Dataset content —

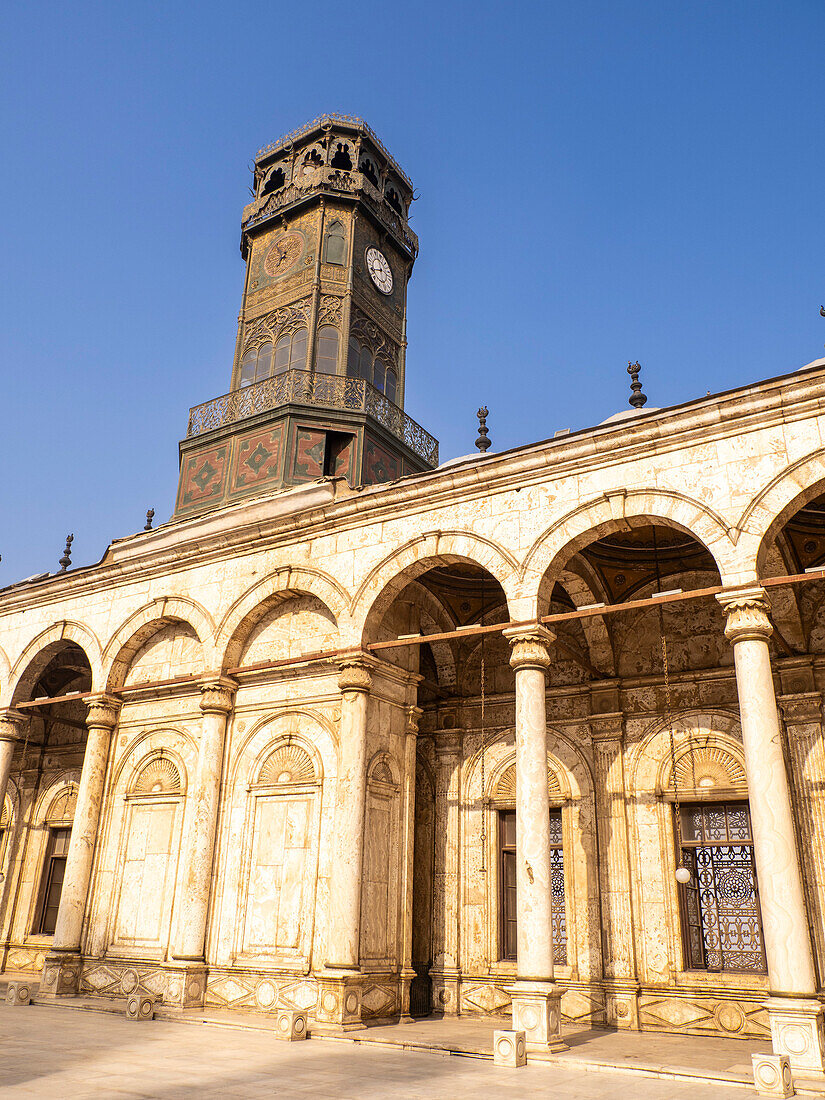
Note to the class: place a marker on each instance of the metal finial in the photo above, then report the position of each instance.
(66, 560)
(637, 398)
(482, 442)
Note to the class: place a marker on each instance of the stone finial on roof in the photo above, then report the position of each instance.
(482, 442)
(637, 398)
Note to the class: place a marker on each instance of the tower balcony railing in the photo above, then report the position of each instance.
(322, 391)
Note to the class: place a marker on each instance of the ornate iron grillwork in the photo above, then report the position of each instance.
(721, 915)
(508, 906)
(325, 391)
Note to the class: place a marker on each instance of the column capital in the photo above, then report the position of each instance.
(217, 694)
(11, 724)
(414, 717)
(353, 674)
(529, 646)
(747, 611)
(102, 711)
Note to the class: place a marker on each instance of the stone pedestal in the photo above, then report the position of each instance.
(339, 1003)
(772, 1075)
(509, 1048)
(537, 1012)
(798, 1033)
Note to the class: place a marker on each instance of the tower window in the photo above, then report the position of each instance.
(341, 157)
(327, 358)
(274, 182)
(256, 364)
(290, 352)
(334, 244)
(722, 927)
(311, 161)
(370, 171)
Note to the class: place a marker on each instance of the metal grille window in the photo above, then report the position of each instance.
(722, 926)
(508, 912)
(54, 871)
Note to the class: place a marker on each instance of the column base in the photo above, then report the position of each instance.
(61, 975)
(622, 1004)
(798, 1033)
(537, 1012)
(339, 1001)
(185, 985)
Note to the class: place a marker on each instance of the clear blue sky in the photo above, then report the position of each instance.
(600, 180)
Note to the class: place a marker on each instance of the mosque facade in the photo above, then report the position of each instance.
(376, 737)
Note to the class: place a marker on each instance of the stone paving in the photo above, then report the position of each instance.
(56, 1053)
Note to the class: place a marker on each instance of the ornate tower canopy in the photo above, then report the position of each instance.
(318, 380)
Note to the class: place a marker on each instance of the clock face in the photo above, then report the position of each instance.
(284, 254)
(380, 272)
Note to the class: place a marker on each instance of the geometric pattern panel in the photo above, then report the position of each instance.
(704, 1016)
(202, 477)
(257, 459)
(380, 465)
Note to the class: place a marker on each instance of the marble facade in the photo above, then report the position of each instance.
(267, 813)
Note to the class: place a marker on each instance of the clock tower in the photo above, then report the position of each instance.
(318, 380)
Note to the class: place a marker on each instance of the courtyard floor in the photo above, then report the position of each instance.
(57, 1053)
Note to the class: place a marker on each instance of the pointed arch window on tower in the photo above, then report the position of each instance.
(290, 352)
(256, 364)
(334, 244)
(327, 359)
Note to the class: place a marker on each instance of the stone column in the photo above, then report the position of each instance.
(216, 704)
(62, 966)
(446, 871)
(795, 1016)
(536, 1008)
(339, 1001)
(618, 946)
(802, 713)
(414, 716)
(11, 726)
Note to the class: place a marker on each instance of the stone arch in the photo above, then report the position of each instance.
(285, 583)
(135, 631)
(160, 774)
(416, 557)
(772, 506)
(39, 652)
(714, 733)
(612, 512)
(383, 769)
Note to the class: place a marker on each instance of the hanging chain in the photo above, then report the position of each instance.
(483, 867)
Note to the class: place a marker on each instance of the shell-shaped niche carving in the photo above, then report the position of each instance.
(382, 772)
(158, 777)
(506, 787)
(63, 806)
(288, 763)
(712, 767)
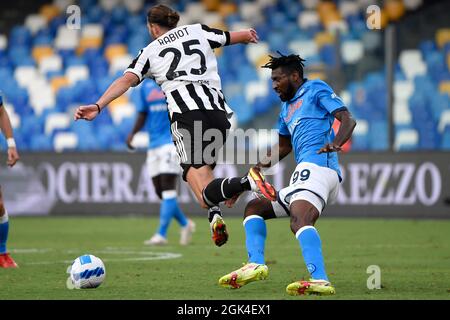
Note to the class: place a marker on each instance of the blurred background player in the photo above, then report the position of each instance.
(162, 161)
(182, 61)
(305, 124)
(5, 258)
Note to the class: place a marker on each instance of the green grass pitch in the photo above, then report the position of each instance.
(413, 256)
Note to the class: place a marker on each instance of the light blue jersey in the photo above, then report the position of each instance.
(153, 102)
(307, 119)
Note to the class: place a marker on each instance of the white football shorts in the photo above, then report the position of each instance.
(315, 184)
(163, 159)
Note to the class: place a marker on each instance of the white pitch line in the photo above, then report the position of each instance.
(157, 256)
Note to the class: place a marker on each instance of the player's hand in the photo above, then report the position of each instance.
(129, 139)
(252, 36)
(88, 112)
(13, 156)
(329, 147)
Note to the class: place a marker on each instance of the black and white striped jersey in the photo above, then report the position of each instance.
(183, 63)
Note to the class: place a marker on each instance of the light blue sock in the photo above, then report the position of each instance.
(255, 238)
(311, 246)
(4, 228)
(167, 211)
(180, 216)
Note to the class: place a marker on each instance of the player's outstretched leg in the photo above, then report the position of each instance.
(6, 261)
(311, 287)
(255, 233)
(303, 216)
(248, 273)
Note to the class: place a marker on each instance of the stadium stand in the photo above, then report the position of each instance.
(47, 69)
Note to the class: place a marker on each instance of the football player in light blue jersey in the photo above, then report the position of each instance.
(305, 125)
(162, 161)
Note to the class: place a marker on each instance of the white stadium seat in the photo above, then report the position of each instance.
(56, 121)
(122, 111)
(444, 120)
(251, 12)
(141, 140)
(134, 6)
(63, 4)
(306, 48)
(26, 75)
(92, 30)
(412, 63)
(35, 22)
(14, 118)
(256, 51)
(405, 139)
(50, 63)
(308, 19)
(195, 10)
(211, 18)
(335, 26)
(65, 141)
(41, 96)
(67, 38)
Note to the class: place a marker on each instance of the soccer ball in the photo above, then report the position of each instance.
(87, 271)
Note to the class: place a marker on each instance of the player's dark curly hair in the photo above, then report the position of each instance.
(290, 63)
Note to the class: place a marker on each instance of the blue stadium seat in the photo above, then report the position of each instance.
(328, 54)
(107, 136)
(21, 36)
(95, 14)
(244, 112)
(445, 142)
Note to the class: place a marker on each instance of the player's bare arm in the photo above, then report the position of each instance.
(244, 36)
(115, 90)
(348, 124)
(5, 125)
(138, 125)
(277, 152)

Aim —
Set down every entry word for word, but omit the pictures.

Task response —
Note to the class: place a marker on each instance of the metal finial in the photo above, then report the position of each instance.
(66, 560)
(637, 398)
(482, 442)
Note to the class: place a marker on each instance of the stone finial on roof in the photo above, then report the position of each instance.
(482, 442)
(637, 398)
Note to the class: place a marker on each instance of the tower balcony railing in the photo above, then report the position of each instance.
(322, 391)
Note to the class: place a marker on each instance of the ornate iron grillwork in the photo above, then report the position of each instance.
(721, 915)
(508, 906)
(325, 391)
Note to the class: place a marker on each instance of the column capital in the photo above, then report the position of each instance.
(217, 694)
(11, 724)
(414, 717)
(353, 674)
(529, 646)
(747, 611)
(102, 711)
Note to the class: place a marker on each instance of the stone pedestal in the photo above, then report the position of each instance.
(339, 1003)
(772, 1075)
(509, 1048)
(537, 1012)
(798, 1033)
Note to the class: place a marker on each instance of the tower window in the photo above, then report the position of each instance.
(341, 157)
(327, 358)
(274, 182)
(256, 364)
(290, 352)
(334, 244)
(722, 927)
(311, 161)
(370, 171)
Note to the class: place a marker on each instance of the metal grille window in the photo above, then report the position of each instance.
(722, 926)
(508, 912)
(54, 871)
Note to the class: place a marker on each instance of the column base in the photo above, then report the position of each instance.
(61, 975)
(622, 1004)
(798, 1033)
(537, 1012)
(339, 1001)
(185, 985)
Note to the class: place a marker on each instance of the clear blue sky in the photo above, then report the position of each instance.
(600, 180)
Note to the class: place a marker on each instance of the mosque facade in the photo above, then report the position of each instance.
(376, 737)
Note to the class: place a marker on each instance of the stone paving in the photo above, then report the position of each instance.
(56, 1053)
Note to the class: place a marker on each instance of the ornate tower canopy in the photo above, then report the position of each instance.
(318, 380)
Note to the class: place a marker on each instance of the clock face in the photo above, then report the position of each instance.
(284, 254)
(380, 272)
Note to the class: place a marker on each instance of the geometric pattern panel in the photo above, then report the position of each instance.
(704, 1016)
(202, 477)
(257, 459)
(380, 465)
Note to the class: place a marker on each instance of the marble facade in the photo above, then report the position of each instance.
(267, 813)
Note to the class: place a marker on each instance of the clock tower in the photo above, then report the position of each instance.
(318, 380)
Note to the class: place a marker on each instance of the courtyard floor in the photo above, then report the position of each instance.
(57, 1053)
Note to the class: place a marker on each instance of the pointed arch window on tower in the photo above, then report the position of each instance.
(290, 352)
(256, 364)
(334, 244)
(327, 359)
Note to the class: place a marker on each instance of the stone column in the photo above, then report the position of each instance.
(216, 704)
(62, 966)
(446, 871)
(795, 1016)
(536, 1008)
(339, 1001)
(618, 946)
(802, 713)
(414, 716)
(11, 726)
Note to the class: place a marker on each instance of the stone arch in the photo above, then report the position of each instance.
(285, 583)
(135, 631)
(160, 774)
(416, 557)
(772, 506)
(39, 652)
(714, 733)
(612, 512)
(383, 769)
Note to the class: place a marker on each instance of the hanging chain in the photo above, then report the position of each instance.
(483, 867)
Note to the class: place a marker on each instance of the shell-shaped niche carving in the photo above, then report the position of each instance.
(382, 772)
(158, 777)
(506, 787)
(63, 806)
(288, 763)
(712, 767)
Note to the class: place a marker on each instance of the blurred background player in the photo above, then report the position of each instance.
(162, 161)
(182, 61)
(305, 124)
(5, 258)
Note to the class: place a marker on each instance of the green grass pitch in the photo above, then report the position of each instance.
(413, 256)
Note to the class: place a marker on each instance of the light blue jersey in the photo above, then report the position of each instance.
(153, 102)
(307, 119)
Note to the class: place a marker on each instance of the white football shorts in the photo above, then report the position of each instance.
(315, 184)
(163, 159)
Note to the class: place a marker on each instance of the white pitch line in the photo above, then report the position of each instance.
(157, 256)
Note to the class: place a marker on each instance of the player's hand in the photo above, then report the position of each instance.
(129, 139)
(252, 36)
(88, 112)
(13, 156)
(329, 147)
Note to the class: place a marker on each instance of the black and white striped jersey in the photo above, then report the position of each instance.
(183, 63)
Note to the class: place a marker on each instance of the light blue sock in the photo above, then report the position of each instance.
(255, 238)
(311, 246)
(4, 228)
(167, 211)
(180, 216)
Note to the class: place a marker on each instance of the player's outstretched leg in the photo above, then report the position of each instance.
(6, 261)
(311, 287)
(255, 233)
(303, 216)
(248, 273)
Note to the class: place a marker on each instance of the stadium stand in the photo above, then report the position of each instance.
(47, 69)
Note to the class: place a marker on each instance of the football player in light blue jersey in the photo above, then report the position of each instance.
(305, 125)
(162, 161)
Note to the class: place a marker on each instance of the white stadium seat in the photo above, then report the position of each instance.
(56, 121)
(122, 111)
(444, 120)
(251, 12)
(141, 140)
(134, 6)
(63, 4)
(306, 48)
(26, 75)
(92, 30)
(412, 63)
(35, 22)
(14, 118)
(256, 51)
(405, 139)
(50, 63)
(308, 19)
(195, 10)
(211, 18)
(335, 26)
(65, 141)
(41, 96)
(67, 38)
Note to the class: place a marker on each instance of the soccer ball in the photo above, then report the position of each instance.
(87, 271)
Note to the class: place a marker on each instance of the player's dark curly hair in the photo above, then report the position of each instance.
(290, 63)
Note to the class: place a marker on each instance of the blue stadium seat in the photo above, then report the position of each instance.
(328, 54)
(107, 136)
(21, 36)
(95, 14)
(244, 112)
(445, 142)
Note to the class: place a marker on each instance of the player's bare arm in the photo above, then report the position of each instance.
(244, 36)
(115, 90)
(348, 124)
(5, 125)
(138, 125)
(277, 152)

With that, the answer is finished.